═════ 抜粋 ═════
タイトル:フランス語学習者のためのインターネット・リソース

担当者:小松祐子(さちこ)

テーマ:環境、コンピュータ

キーワード:インターネット、サイト、リソース

タイトル:CALL教室での文法読解の授業

担当者:井上美穂

テーマ:環境、コンピュータ

キーワード:CALL、聞き取り、インターネット


14/04/01

no.67


今年度も始まりました。皆さんお変わりありませんか。大学や高校では新しい学生を迎えて忙しい日々が続いていると思います。いつもフレッシュな気持ちでクラスに向かいたいものです。今回、Péka号はインターネットの大海原へと船出しました。案内役は小松祐子さん。フランス語学習に役立つインターネット・サイトの島々を巡りました。

■例会報告

フランス語学習者のためのインターネット・リソース

小松祐子(さちこ)さん

テーマ:コンピュータ
キーワード:インターネット、サイト、リソース

1.インターネット利用は何のためか
 小松さんはまず「インターネットはフランス語学習に役立つか?」という問いかけから始めました。総合的学力、読む力、聞く力、書く力、話す力、文法、語彙、発音、文化的知識、異文化交流の9項目のうち、当日の例会参加者が特に役に立つと思ったものは語彙、文化的知識、異文化交流、次に読む力、書く力、総合的学力、文法力、聞く力の順で、発音と話す力に関しては否定的でした。この傾向は1999年にこの調査を行ったベルギー、ルーヴェン大学のTommy Segersの結果と同じでした。このアンケートから見ても、語学学習においてインターネットが利用される理由としては、まずそれが豊富な情報源であること、そしてコミュニケーション手段として有効であることが考えられます。

2.インターネット・リソースの定義と分類
 ここで扱うリソースressourseとはデータ、練習問題のような学習活動、辞書のような道具さらにはコミュニケーション自体も含む広範な分野にまたがるもので、 種類で分ける(データ、練習問題、辞書など)、あるいは役割で分ける(FLE、教育一般、リファレンス、autoformationなど)といった分類が可能ですが、小松さんは学習者の立場から次のように分類しました。
- a. FLE学習用サイト:フランス語の学習ができるサイトで、練習問題(自動添削機能の付いたものと付いていないものがある)に答える、他のサイトを閲覧して答を探してくる、クイズに答える、ゲームをする、といったactivitéがあります。
- b. FLE学習用リファレンス:フランス語学習のための道具が用意されているサイトで、FLEリンク集、辞書、検索エンジン、参考書、図書館、留学情報などがこれにあたります。
- c. 一般サイト:FLEと直接関係はありませんが、フランス語によるあるいはフランスに関する情報を提供しているサイトで、テレビ・ラジオ・新聞といったメディアのサイト、文化関係のサイトなどが含まれます。
═════ 提供データ ═════
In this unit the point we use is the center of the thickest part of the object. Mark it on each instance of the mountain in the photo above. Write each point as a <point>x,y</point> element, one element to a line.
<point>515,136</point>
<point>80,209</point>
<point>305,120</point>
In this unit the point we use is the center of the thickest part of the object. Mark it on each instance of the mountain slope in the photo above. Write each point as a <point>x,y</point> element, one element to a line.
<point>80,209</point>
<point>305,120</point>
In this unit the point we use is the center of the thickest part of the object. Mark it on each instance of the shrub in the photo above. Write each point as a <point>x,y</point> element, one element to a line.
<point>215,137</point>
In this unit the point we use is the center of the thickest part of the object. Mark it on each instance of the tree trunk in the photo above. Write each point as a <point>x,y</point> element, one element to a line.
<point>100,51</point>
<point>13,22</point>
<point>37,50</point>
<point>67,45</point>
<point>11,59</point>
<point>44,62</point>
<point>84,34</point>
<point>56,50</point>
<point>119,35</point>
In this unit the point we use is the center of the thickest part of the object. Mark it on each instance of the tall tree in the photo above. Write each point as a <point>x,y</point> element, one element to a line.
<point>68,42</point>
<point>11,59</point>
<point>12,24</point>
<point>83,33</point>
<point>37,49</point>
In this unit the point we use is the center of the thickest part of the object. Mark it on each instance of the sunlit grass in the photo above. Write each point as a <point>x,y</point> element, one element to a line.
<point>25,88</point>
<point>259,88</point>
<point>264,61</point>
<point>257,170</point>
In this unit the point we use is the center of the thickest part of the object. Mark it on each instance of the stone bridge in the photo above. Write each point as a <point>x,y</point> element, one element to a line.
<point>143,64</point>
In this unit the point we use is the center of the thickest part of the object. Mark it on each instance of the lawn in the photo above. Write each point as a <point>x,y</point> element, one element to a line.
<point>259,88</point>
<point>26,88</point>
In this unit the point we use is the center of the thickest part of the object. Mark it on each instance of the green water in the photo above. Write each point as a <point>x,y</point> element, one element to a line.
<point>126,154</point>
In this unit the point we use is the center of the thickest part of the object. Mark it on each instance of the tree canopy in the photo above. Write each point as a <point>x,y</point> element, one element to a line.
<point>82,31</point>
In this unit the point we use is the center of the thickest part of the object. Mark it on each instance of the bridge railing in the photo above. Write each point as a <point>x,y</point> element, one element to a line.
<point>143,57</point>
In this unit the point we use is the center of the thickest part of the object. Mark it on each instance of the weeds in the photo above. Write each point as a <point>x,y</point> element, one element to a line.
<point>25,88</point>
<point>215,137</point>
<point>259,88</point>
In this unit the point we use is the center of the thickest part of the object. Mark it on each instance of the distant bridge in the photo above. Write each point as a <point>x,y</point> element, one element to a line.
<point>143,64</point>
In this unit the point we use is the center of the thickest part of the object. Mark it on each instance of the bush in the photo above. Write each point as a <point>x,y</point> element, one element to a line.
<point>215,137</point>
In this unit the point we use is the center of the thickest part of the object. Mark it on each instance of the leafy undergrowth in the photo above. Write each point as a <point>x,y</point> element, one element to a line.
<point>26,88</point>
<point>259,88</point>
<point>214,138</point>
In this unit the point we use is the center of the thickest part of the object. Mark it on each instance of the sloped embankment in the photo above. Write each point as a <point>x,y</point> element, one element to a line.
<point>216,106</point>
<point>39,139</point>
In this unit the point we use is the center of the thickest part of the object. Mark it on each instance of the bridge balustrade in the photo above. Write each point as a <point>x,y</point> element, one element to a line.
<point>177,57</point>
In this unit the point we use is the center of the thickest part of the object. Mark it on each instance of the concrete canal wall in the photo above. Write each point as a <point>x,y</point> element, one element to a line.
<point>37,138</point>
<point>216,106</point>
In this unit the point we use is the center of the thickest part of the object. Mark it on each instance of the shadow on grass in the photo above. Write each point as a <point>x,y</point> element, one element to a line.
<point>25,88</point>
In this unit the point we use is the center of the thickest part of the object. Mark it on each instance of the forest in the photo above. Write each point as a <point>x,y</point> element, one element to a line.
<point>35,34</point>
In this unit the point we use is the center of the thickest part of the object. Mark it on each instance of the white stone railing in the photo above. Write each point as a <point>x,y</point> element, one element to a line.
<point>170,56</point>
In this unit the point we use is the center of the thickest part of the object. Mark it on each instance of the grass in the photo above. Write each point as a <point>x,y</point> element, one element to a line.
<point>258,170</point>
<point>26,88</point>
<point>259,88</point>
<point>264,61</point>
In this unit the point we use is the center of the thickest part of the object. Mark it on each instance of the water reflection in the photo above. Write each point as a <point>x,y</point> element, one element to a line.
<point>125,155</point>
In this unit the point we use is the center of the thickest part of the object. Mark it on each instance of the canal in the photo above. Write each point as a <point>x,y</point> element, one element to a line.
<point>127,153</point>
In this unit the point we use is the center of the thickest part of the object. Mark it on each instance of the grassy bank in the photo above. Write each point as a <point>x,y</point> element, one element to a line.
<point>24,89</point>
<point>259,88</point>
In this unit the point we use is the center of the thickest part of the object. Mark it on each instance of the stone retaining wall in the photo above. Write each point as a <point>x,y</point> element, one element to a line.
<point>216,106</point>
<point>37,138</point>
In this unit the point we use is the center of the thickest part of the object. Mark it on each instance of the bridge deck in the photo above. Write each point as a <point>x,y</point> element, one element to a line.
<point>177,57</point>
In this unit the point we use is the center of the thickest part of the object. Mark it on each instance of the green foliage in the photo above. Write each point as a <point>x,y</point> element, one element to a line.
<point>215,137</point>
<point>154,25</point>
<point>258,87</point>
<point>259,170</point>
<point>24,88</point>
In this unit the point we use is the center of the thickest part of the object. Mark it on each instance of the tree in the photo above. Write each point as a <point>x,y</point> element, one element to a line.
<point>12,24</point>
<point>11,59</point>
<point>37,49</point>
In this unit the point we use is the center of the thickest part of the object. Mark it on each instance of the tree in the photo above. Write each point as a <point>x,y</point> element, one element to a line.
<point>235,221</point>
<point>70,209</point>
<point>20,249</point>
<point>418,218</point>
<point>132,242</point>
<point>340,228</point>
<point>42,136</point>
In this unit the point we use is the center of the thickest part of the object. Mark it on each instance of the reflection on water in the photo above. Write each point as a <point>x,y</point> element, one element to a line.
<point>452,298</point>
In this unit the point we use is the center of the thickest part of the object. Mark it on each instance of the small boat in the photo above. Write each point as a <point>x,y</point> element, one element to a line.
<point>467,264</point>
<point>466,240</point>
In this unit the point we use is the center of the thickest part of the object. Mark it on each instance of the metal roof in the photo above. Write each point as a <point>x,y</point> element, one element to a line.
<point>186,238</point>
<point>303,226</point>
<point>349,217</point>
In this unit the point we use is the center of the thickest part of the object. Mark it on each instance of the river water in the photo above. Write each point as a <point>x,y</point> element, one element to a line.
═════
課題の指示 – フランス語学習とインターネットについての抜粋のうち、「1.インターネット利用は何のためか」から始まり「から次のように分類しました。」で終わる部分を、「アンケート」を「質問票」に変えて書き直してください。

課題の解答 –
1.インターネット利用は何のためか
 小松さんはまず「インターネットはフランス語学習に役立つか?」という問いかけから始めました。総合的学力、読む力、聞く力、書く力、話す力、文法、語彙、発音、文化的知識、異文化交流の9項目のうち、当日の例会参加者が特に役に立つと思ったものは語彙、文化的知識、異文化交流、次に読む力、書く力、総合的学力、文法力、聞く力の順で、発音と話す力に関しては否定的でした。この傾向は1999年にこの調査を行ったベルギー、ルーヴェン大学のTommy Segersの結果と同じでした。この質問票から見ても、語学学習においてインターネットが利用される理由としては、まずそれが豊富な情報源であること、そしてコミュニケーション手段として有効であることが考えられます。

2.インターネット・リソースの定義と分類
 ここで扱うリソースressourseとはデータ、練習問題のような学習活動、辞書のような道具さらにはコミュニケーション自体も含む広範な分野にまたがるもので、 種類で分ける(データ、練習問題、辞書など)、あるいは役割で分ける(FLE、教育一般、リファレンス、autoformationなど)といった分類が可能ですが、小松さんは学習者の立場から次のように分類しました。